TASK TO CARRY OUT:
Write out the entries word for word, from the very first line up to and including the line that contains "MULTIPOLYGON (((125 57, 118".

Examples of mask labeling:
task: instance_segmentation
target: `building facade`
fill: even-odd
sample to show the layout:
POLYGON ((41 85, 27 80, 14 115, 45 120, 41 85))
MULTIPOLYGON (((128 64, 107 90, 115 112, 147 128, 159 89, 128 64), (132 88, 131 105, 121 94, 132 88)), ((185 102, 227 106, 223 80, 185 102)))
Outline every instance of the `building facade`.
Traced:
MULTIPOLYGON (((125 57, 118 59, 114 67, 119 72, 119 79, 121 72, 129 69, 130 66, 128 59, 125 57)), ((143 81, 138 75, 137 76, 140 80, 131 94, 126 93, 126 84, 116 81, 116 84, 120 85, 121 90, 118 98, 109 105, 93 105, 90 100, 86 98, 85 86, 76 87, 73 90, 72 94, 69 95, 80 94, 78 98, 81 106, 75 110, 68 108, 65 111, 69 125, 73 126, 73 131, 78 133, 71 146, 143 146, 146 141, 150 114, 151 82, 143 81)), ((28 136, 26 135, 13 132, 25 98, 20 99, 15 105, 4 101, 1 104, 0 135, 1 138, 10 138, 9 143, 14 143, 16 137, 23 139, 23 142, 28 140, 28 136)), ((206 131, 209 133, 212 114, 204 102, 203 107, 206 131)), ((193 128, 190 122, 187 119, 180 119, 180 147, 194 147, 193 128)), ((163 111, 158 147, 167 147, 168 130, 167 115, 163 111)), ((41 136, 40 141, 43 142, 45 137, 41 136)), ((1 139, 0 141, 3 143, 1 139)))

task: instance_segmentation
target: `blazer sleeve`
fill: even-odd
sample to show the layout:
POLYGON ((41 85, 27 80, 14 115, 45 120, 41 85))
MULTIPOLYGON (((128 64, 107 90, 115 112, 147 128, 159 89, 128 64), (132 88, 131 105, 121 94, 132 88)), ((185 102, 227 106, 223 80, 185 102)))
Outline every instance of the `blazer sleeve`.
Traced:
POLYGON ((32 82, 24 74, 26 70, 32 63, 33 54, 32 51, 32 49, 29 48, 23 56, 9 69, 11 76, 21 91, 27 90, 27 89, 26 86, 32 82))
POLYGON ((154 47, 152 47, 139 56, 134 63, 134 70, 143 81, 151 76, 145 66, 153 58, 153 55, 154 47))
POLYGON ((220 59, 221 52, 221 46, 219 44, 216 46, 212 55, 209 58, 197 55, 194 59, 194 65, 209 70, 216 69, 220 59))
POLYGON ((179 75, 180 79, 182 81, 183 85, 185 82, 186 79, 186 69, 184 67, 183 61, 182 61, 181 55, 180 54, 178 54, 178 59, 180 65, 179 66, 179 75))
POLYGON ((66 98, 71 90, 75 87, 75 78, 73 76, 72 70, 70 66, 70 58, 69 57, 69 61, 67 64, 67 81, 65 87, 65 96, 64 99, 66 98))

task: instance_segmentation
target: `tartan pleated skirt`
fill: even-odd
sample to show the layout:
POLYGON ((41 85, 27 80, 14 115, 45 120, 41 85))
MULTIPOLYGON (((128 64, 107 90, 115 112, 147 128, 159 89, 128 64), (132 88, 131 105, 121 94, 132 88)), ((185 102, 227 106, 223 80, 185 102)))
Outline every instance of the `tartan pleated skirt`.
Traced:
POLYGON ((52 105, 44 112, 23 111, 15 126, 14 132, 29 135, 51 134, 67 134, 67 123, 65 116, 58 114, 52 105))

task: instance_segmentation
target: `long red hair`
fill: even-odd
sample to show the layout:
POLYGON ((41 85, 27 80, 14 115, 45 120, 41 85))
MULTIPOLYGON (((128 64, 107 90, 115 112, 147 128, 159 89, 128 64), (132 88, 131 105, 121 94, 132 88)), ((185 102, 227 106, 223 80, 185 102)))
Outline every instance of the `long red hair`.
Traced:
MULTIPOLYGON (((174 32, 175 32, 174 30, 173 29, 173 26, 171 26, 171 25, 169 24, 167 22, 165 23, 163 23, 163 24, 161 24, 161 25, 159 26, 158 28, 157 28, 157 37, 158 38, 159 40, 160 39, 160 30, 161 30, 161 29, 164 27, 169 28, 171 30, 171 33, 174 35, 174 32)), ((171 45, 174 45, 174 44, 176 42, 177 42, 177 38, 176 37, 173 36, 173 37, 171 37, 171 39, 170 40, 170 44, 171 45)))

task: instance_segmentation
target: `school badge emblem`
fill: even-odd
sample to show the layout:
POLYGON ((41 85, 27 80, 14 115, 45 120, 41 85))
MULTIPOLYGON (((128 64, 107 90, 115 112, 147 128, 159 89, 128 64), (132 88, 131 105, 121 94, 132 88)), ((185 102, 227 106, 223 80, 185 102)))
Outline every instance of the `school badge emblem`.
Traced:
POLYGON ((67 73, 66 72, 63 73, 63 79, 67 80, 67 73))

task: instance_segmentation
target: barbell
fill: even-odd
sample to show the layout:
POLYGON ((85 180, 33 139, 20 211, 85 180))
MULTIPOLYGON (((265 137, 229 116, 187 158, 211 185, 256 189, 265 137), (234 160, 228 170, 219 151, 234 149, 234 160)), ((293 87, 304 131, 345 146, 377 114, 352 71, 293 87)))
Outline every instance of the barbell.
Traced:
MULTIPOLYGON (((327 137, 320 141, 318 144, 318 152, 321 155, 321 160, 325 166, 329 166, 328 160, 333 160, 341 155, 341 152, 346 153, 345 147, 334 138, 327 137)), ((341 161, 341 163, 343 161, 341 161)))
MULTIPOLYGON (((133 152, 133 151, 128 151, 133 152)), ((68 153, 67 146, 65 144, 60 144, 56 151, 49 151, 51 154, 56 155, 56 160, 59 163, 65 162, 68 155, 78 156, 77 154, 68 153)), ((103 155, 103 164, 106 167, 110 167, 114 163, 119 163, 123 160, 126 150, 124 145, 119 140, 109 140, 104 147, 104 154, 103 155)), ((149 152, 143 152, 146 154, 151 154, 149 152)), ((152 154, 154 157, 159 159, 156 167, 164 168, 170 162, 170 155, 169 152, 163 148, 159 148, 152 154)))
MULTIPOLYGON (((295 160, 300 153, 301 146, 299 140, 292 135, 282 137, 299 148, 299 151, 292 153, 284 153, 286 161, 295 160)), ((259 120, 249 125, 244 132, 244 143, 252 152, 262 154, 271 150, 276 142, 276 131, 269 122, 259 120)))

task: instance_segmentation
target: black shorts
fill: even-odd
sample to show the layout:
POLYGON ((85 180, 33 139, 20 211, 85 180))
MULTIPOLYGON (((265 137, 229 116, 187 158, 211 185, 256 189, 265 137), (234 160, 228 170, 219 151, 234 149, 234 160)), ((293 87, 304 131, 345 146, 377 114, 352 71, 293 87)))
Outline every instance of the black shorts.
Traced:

RESULT OF THIS EXERCISE:
task: instance_segmentation
target: `building facade`
fill: even-odd
sample to show the layout:
POLYGON ((41 85, 27 80, 14 115, 45 120, 41 85))
MULTIPOLYGON (((128 64, 107 90, 115 112, 147 128, 159 89, 128 64), (132 88, 131 105, 121 94, 132 88)), ((185 102, 227 106, 223 80, 185 102)))
Outline every instance of the `building facade`.
Traced:
MULTIPOLYGON (((125 57, 118 59, 114 67, 119 72, 119 79, 121 72, 129 69, 130 66, 128 59, 125 57)), ((143 81, 138 75, 137 76, 140 80, 131 94, 126 93, 126 84, 116 81, 116 84, 120 85, 121 90, 118 98, 109 105, 93 105, 90 100, 86 98, 85 86, 76 87, 73 90, 72 94, 69 95, 80 94, 78 98, 81 106, 75 110, 68 108, 65 111, 69 125, 73 126, 73 131, 78 133, 71 146, 143 146, 146 141, 150 114, 151 82, 143 81)), ((28 136, 26 135, 13 132, 25 98, 20 99, 15 105, 4 101, 1 104, 0 135, 1 138, 10 138, 9 143, 14 143, 16 137, 23 139, 23 142, 28 140, 28 136)), ((206 131, 209 133, 212 114, 204 102, 203 107, 206 131)), ((193 128, 190 122, 187 119, 180 119, 180 147, 194 147, 193 128)), ((163 111, 158 147, 167 147, 168 130, 167 115, 163 111)), ((41 136, 40 141, 43 142, 45 137, 41 136)), ((1 139, 0 141, 3 143, 1 139)))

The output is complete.